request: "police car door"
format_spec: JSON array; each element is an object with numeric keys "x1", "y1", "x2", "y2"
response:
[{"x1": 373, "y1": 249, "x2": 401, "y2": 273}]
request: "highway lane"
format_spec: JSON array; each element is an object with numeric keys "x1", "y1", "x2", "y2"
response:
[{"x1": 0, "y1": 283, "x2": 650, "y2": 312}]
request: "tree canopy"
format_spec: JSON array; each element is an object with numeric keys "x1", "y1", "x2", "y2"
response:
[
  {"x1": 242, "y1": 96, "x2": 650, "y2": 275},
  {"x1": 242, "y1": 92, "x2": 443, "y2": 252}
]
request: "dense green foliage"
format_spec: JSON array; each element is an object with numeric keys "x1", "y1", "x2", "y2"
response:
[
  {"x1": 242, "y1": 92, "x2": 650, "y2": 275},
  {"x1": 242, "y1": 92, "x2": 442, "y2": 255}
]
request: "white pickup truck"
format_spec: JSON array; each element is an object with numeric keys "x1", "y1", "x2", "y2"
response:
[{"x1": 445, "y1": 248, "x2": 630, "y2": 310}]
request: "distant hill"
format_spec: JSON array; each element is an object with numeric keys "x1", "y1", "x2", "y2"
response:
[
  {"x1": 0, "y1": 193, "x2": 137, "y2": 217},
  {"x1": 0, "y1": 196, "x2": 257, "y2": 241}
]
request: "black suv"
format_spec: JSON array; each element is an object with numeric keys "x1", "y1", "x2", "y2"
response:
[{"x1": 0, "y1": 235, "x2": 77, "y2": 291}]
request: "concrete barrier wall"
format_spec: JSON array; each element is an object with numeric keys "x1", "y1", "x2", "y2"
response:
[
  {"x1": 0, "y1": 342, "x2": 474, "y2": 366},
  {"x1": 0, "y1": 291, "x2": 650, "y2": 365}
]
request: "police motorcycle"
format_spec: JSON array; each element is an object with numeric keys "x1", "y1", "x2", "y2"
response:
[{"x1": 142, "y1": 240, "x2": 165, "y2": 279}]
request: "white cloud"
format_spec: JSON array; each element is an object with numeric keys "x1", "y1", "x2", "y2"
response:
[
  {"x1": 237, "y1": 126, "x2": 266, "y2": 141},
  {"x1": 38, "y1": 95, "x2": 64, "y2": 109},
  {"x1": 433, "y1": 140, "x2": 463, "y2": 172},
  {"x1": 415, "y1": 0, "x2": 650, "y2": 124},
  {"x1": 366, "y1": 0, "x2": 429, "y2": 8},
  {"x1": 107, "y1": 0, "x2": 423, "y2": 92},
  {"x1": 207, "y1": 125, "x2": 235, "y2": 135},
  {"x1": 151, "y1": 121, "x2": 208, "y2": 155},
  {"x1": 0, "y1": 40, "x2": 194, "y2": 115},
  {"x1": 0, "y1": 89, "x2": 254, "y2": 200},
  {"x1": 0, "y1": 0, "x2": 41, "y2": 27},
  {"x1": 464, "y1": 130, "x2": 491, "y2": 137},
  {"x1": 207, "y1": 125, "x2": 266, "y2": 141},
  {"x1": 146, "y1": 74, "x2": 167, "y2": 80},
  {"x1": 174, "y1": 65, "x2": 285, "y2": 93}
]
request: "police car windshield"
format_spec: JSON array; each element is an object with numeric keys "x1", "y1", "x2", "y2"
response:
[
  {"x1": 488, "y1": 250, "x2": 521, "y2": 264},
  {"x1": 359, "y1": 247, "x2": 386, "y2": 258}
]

__STATED TASK__: Which of the lines above contain the word "white" with matching case? Copy each of those lines.

__WRITTEN ANSWER__:
request: "white pickup truck"
request: "white cloud"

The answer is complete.